◆ **Cosa fare**
Continua il testo sul costo sociale del carbonio, riprendendo subito dopo la sua ultima frase.

◆ **Testo fornito**
L’ordine esecutivo in questione ha portato a diverse azioni significative: il gruppo di lavoro responsabile della definizione del costo sociale del carbonio , composto da figure chiave come il segretario al Tesoro e il segretario all’Energia, è stato sciolto; le decisioni precedentemente prese da tale gruppo sono state annullate; e l’Environmental Protection Agency (EPA) è stata incaricata di riconsiderare l’utilizzo dell’SCC, con l’obiettivo dichiarato di eliminare “l’abuso” che ostacola la produzione di energia a prezzi accessibili.
Questa mossa trae ispirazione diretta dal manuale politico del Progetto 2025 della Heritage Foundation, un think tank conservatore noto per la sua opposizione alle politiche climatiche e il sostegno all’industria dei combustibili fossili. Le motivazioni principali dietro questo attacco si fondano sulla contestazione della validità scientifica del costo sociale del carbonio, nonostante il consenso scientifico che ne supporta la metodologia, sull’affermazione che i modelli informatici alla base dell’SCC sono imperfetti e facilmente manipolabili, e sulla convinzione che i costi economici a lungo termine del cambiamento climatico siano modesti e superati dalla crescita economica.

◆ **Voci grezze**

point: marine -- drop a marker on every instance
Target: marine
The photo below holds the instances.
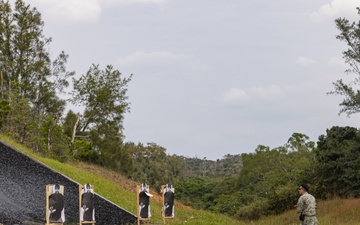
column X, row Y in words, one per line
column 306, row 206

==

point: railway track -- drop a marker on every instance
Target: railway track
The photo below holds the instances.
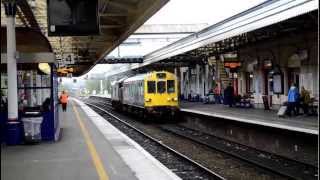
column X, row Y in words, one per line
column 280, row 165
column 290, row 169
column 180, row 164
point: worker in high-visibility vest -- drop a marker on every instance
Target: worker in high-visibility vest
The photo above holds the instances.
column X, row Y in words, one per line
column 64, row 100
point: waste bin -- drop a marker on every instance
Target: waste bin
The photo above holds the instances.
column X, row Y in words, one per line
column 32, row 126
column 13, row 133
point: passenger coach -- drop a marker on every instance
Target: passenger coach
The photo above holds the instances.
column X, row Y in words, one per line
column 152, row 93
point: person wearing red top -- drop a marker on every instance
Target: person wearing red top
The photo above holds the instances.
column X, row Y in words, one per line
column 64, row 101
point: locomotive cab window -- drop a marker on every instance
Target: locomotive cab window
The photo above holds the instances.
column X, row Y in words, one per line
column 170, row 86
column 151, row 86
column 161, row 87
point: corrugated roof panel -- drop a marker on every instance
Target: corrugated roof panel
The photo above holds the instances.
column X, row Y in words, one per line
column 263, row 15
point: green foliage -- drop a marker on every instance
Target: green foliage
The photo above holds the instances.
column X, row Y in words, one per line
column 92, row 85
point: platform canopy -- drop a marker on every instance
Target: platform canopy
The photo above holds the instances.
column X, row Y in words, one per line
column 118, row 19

==

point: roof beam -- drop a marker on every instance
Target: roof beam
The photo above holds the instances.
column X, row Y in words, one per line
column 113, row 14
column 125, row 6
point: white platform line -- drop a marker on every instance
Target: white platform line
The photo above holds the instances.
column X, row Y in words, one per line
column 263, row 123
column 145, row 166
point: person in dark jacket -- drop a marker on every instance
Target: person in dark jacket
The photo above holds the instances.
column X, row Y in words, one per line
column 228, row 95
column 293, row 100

◆ **Risposta attesa**
L’abbandono del costo sociale del carbonio provocherebbe conseguenze di vasta portata, rendendo estremamente difficile l’emanazione di nuove normative volte a rallentare il cambiamento climatico, inviando il segnale che il governo non considera il cambiamento climatico come un problema economico serio, e spostando i costi del cambiamento climatico dalle industrie inquinanti ai cittadini americani, che si troverebbero a fronteggiare spese crescenti per i danni climatici.
Mentre il cambiamento climatico si intensifica, con eventi meteorologici estremi sempre più frequenti e costosi, l’importanza di strumenti come l’SCC diventa sempre più evidente. Gli economisti avvertono che i costi dell’adattamento al cambiamento climatico potrebbero rivelarsi tanto onerosi quanto i danni ambientali stessi.
Il concetto di SCC è supportato da una solida base scientifica ed economica. Il premio Nobel per l’economia William Nordhaus ha contribuito in modo significativo allo sviluppo di questo approccio, che è stato confermato anche in sede giudiziaria. L’SCC è un elemento chiave per la definizione di standard di efficienza energetica e la regolamentazione delle emissioni inquinanti.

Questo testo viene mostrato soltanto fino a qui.